### Required work
The answer must consist solely of the line containing "Would you be able to indicate the plastic sheet" and every line after it in the records below, through the last, each reproduced exactly.

### Stored items
--------------------------------

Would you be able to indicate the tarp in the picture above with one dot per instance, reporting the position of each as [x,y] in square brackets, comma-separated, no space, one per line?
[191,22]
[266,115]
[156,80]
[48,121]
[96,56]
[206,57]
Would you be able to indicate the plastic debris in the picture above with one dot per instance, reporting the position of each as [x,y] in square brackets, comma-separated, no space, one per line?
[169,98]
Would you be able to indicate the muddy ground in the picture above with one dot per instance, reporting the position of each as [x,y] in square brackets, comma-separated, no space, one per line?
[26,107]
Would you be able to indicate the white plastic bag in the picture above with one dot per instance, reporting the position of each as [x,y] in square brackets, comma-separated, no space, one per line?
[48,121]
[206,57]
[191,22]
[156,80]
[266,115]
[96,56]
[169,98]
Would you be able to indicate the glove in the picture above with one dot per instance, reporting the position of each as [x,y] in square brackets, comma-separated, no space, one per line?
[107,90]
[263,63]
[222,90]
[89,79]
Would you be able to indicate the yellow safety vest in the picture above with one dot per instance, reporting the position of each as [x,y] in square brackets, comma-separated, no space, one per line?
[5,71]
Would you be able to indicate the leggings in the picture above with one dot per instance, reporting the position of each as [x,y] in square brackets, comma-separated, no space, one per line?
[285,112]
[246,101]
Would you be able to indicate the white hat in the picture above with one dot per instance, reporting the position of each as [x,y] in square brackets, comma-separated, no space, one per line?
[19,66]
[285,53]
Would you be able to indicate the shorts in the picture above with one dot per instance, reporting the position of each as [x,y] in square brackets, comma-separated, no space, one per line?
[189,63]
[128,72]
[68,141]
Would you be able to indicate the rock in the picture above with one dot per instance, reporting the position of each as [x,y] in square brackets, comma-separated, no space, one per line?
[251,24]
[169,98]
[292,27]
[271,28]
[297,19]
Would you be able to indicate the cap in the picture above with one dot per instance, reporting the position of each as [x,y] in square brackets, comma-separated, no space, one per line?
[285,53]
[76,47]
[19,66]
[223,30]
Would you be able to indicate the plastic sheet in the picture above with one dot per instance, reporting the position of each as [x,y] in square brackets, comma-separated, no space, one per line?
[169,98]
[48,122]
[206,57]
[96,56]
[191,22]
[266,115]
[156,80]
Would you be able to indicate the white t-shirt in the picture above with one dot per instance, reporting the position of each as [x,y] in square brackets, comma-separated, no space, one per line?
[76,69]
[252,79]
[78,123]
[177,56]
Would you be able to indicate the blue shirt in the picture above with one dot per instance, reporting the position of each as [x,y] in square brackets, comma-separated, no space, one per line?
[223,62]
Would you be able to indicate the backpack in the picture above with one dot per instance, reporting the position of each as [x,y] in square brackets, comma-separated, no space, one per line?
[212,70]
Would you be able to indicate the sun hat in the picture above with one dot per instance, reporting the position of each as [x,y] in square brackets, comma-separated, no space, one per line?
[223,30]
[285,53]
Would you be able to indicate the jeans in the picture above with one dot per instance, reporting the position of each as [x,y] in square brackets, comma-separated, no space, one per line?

--------------------------------

### Exercise solution
Would you be able to indicate the plastic sheet in the picture above with one dot per instance, reporting the position of each as [x,y] in square brackets, comma-separated, no space, one per line?
[169,98]
[48,122]
[206,57]
[96,56]
[191,22]
[266,115]
[156,80]
Would you be able to indicate the white t-shirt in the picture above with one dot per instance, reporting the position of each as [x,y] in square brackets, comma-separated, no space, one per line?
[76,69]
[252,79]
[78,123]
[177,56]
Would you be able to indicate the blue shirt in the picture above with one dot per instance, reporting the position of each as [x,y] in square brackets, comma-separated, no space, one per line?
[223,62]
Would you be able to indicate the backpack in the picture above with one dot per instance, reporting the position of each as [x,y] in square brackets, comma-separated, no space, one per line?
[212,70]
Would you be able to indicate the sun hat in the picture above with one dot per instance, reporting the position of each as [x,y] in square brackets, comma-separated, no space, one per line?
[223,30]
[285,53]
Would you be able to indicate the jeans in the picture above with one dot per instance, reporting the position of each as [x,y] in square brackets, comma-separated, no space, one per line?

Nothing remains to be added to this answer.